→ Goal:
Recast all the lines below as a numbered list, skipping blank lines and omitting the pictures.

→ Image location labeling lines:
-- Begin --

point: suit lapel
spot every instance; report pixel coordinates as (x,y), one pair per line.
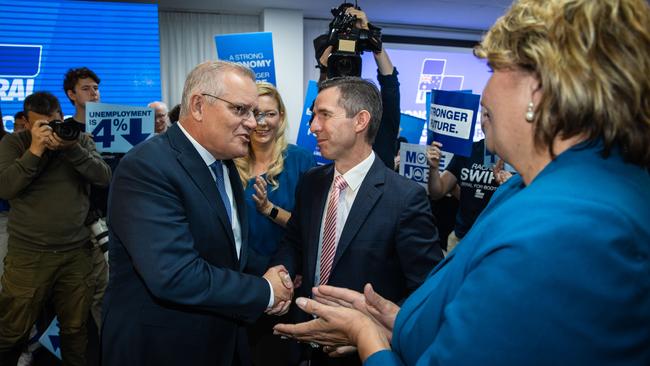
(318,193)
(369,193)
(238,193)
(199,173)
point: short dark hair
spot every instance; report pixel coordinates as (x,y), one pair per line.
(175,113)
(357,94)
(44,103)
(72,78)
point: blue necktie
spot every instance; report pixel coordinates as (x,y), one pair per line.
(221,187)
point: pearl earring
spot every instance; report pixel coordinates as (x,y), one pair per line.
(530,114)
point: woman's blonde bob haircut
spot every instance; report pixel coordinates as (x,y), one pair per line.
(245,164)
(592,59)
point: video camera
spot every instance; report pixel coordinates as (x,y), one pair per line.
(349,42)
(67,130)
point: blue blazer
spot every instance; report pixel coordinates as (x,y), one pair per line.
(389,239)
(553,273)
(176,294)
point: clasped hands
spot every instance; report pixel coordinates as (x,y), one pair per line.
(345,319)
(282,285)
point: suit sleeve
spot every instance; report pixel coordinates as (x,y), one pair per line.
(383,358)
(148,216)
(418,244)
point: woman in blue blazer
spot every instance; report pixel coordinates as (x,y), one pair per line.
(556,270)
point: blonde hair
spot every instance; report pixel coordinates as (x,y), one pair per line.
(245,164)
(592,58)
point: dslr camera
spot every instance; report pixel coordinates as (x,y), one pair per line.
(68,131)
(349,42)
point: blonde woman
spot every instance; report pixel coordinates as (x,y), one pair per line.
(270,173)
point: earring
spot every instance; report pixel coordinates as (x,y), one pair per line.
(530,114)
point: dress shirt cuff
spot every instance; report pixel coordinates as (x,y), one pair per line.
(270,305)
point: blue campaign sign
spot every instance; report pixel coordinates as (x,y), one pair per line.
(411,127)
(41,40)
(117,128)
(452,119)
(253,50)
(305,138)
(50,338)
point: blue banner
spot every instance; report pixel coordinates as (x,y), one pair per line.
(41,40)
(452,119)
(117,128)
(253,50)
(305,138)
(411,128)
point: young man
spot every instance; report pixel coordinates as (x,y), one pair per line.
(81,85)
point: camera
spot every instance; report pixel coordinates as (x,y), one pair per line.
(98,230)
(348,42)
(67,130)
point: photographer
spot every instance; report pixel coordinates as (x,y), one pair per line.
(384,145)
(46,179)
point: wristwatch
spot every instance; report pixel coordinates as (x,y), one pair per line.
(274,213)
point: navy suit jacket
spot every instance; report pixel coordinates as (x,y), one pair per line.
(176,294)
(389,239)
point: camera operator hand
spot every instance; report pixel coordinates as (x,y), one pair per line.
(57,143)
(41,137)
(362,19)
(384,64)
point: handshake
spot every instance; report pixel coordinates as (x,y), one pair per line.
(282,285)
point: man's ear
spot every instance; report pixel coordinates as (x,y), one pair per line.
(362,121)
(197,104)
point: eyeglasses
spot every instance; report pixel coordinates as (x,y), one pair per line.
(242,111)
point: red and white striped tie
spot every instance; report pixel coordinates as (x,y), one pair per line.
(329,234)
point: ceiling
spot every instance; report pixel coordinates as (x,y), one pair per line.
(460,14)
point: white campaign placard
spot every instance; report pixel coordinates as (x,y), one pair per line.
(117,128)
(413,163)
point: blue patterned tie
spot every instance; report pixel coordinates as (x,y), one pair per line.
(221,187)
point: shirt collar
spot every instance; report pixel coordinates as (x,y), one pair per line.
(354,177)
(205,154)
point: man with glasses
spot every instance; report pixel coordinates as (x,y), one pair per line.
(177,224)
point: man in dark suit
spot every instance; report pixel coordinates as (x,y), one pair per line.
(356,221)
(177,294)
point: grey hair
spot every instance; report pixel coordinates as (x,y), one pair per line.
(356,95)
(207,77)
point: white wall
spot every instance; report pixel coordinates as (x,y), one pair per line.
(287,29)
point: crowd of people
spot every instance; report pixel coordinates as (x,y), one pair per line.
(229,246)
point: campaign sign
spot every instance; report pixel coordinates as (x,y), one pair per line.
(50,338)
(452,118)
(489,160)
(305,138)
(411,127)
(413,163)
(117,128)
(253,50)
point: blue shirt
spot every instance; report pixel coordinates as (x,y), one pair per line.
(263,234)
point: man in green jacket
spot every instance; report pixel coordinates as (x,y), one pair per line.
(46,180)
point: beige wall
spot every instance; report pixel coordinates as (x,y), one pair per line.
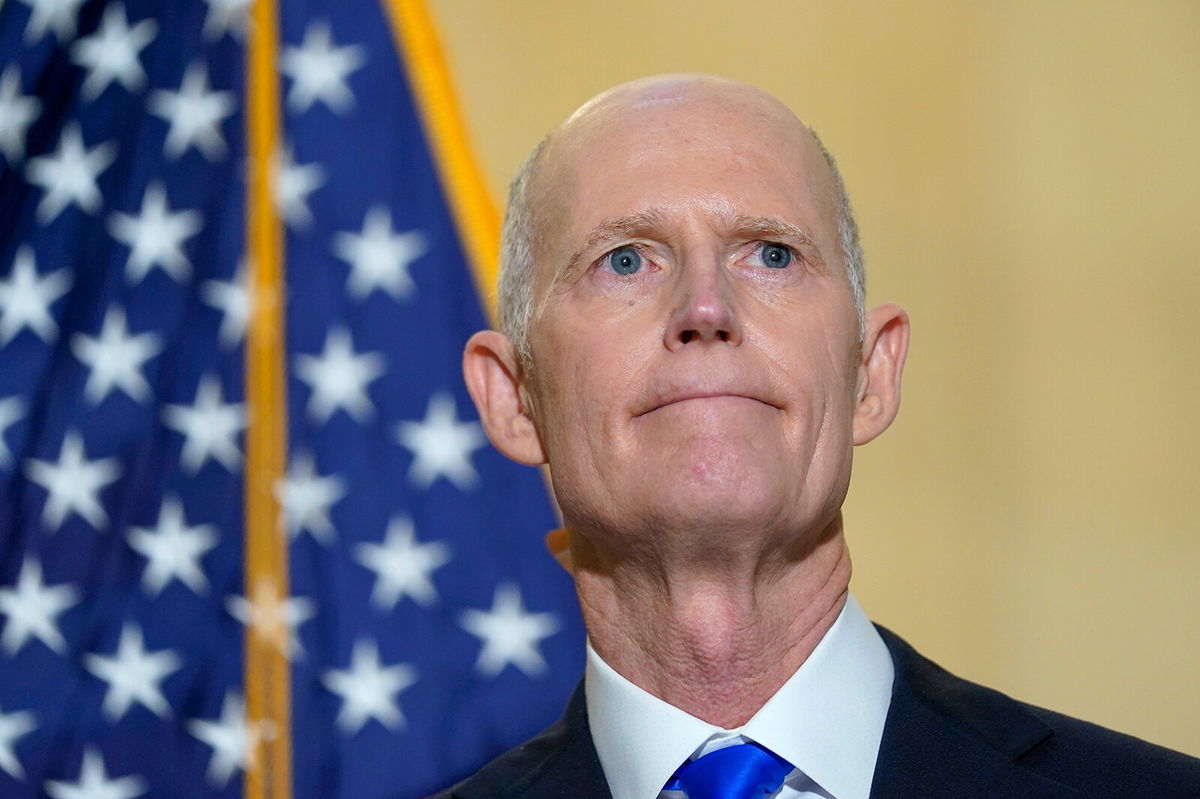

-- End --

→ Output of the exercise:
1. point: suit lapel
2. spot every instance; report pixel coordinates as (x,y), one pair per line.
3. (318,193)
4. (369,193)
5. (238,193)
6. (199,173)
7. point: short dark hair
8. spot every instance; report pixel coordinates as (x,y), one pair per line.
9. (175,113)
10. (357,94)
11. (44,103)
12. (72,78)
13. point: blue necktie
14. spot every instance; report pixel coordinates as (x,y), one pair per line.
15. (221,187)
16. point: pearl earring
17. spot every instance; report pixel coordinates as (x,y), one pair per line.
18. (530,114)
19. point: woman's blonde bob haircut
20. spot every instance; report pixel coordinates as (x,y), one pair per line.
21. (245,164)
22. (592,59)
23. point: video camera
24. spot every instance; report pixel coordinates as (x,y), one pair per line.
25. (349,42)
26. (67,130)
27. point: blue blazer
28. spot every instance; report pixel coordinates as (x,y), one pair per line.
29. (389,239)
30. (553,273)
31. (176,294)
32. point: clasped hands
33. spot every instance; report pixel coordinates as (x,y), one pair per line.
34. (345,319)
35. (282,285)
36. point: suit sleeve
37. spot every instance; report pixel coordinates as (x,y), one pair per line.
38. (383,358)
39. (148,216)
40. (418,244)
41. point: woman in blue blazer
42. spot every instance; report pixel coordinates as (x,y), one pair per line.
43. (556,270)
44. point: blonde hair
45. spot every instance; report pixel coordinates as (x,y), one pair per line.
46. (245,164)
47. (592,58)
48. point: dslr camera
49. spot every instance; report pixel coordinates as (x,y), one pair per line.
50. (68,131)
51. (349,42)
52. point: blonde woman
53. spot every instance; report pixel coordinates as (x,y), one pair per line.
54. (270,173)
55. point: earring
56. spot every instance; report pixel coordinates as (x,y), one pair per line.
57. (530,114)
58. point: dress shirt cuff
59. spot every instance; report pixel coordinates as (x,y), one pair per line.
60. (270,305)
61. point: blue campaign sign
62. spot every instance; report pixel coordinates as (x,y), one pair per line.
63. (411,127)
64. (41,40)
65. (117,128)
66. (452,119)
67. (253,50)
68. (305,138)
69. (50,338)
70. point: blue banner
71. spot every instance; report pixel coordinates as (x,y), one pair per line.
72. (41,40)
73. (452,119)
74. (117,128)
75. (253,50)
76. (305,138)
77. (411,128)
78. point: young man
79. spot every instance; report pixel coordinates as (x,y), one pair per line.
80. (81,85)
81. point: camera
82. spot every instance; report pixel coordinates as (x,y), one pair per line.
83. (98,230)
84. (348,42)
85. (67,130)
86. point: photographer
87. spot every instance; report pixel coordinates as (x,y), one pair per line.
88. (384,145)
89. (46,179)
90. point: wristwatch
91. spot every instance; report pixel coordinates as (x,y), one pair per line.
92. (274,213)
93. point: navy suit jacket
94. spot every instance; report pixel coordinates as (x,y), one pair per line.
95. (176,294)
96. (389,239)
97. point: camera operator hand
98. spot every instance; report pixel coordinates as (x,y), one pair per line.
99. (57,143)
100. (41,137)
101. (362,19)
102. (384,64)
103. point: handshake
104. spot every instance; report pixel coordinates as (x,y), one pair per line.
105. (282,285)
106. point: man's ear
107. spot every instance; report pixel coordinates as (x,y), one pair per line.
108. (362,121)
109. (197,104)
110. point: eyeglasses
111. spot every instance; report pixel coordinates as (x,y), one pair per line.
112. (242,111)
113. point: red and white striped tie
114. spot every instance; report pixel coordinates as (x,y), one pair per line.
115. (329,234)
116. point: ceiling
117. spot every instance; report pixel coordinates as (x,y), one pair per line.
118. (460,14)
119. point: white campaign placard
120. spot every instance; report pixel coordinates as (x,y), one pair per line.
121. (117,128)
122. (413,163)
123. point: blue patterned tie
124. spot every instance; report pixel coordinates as (x,y), one pair per line.
125. (221,187)
126. point: shirt collar
127. spot every instance; report pixel coordinates as (x,y), one pair per line.
128. (354,177)
129. (205,154)
130. point: man with glasses
131. spot every instance; report pixel coordinates as (x,y), one pair per line.
132. (177,224)
133. point: man in dark suit
134. spot every instance; report pixel coordinates as (x,y), one pair per line.
135. (356,221)
136. (177,294)
137. point: grey hair
138. spot every instance; report pixel coordinates as (x,y), one pair per line.
139. (356,95)
140. (207,77)
141. point: white wall
142. spot every instance; report pixel coordinates as (x,y), one pair per line.
143. (287,29)
144. point: crowd of people
145. spot every instance; report pixel coordinates as (x,y), one pair per line.
146. (229,246)
147. point: campaign sign
148. spot every instance; report pixel coordinates as (x,y), one pair per line.
149. (50,338)
150. (452,118)
151. (489,160)
152. (305,138)
153. (411,127)
154. (413,163)
155. (117,128)
156. (253,50)
157. point: blue shirt
158. spot every instance; report pixel coordinates as (x,y), one pair per line.
159. (263,234)
160. point: man in green jacket
161. spot every instance; report pixel coordinates as (x,y), one pair per line.
162. (46,180)
163. point: beige wall
164. spot every instance; report pixel coordinates as (x,y), one pair per line.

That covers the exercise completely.